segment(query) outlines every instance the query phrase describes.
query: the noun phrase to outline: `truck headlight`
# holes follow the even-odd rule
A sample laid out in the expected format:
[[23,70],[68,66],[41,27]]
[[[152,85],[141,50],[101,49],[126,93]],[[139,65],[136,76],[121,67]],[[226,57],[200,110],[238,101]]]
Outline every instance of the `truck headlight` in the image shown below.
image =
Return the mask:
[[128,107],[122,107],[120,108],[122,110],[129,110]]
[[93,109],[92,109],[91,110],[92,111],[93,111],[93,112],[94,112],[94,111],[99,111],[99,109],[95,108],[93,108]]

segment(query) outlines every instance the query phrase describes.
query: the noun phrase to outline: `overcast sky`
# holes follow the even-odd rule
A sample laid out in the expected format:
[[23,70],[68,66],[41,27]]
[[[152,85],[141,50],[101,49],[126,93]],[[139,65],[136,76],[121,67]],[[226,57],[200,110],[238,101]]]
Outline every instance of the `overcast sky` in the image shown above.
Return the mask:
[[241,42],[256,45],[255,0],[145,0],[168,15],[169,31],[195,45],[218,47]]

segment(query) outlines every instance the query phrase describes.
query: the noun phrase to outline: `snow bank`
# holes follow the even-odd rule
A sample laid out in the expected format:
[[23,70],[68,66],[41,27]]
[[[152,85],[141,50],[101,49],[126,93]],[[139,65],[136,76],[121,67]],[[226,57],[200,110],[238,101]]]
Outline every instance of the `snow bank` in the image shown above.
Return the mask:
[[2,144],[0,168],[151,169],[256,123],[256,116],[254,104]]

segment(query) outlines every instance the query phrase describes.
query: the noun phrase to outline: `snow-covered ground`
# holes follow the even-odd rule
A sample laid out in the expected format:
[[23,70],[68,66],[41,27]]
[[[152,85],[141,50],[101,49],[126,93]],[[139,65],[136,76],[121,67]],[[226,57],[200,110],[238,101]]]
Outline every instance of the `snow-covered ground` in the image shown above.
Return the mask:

• **What the task asks**: Collect every line from the items above that contains the word "snow", and copy each one out. Case counts.

• **Solution to this task**:
query: the noun phrase to outline: `snow bank`
Outline every instance of the `snow bank` in the image shown above.
query: the noun phrase to outline: `snow-covered ground`
Outline every instance of the `snow-covered ground` in the image shown above.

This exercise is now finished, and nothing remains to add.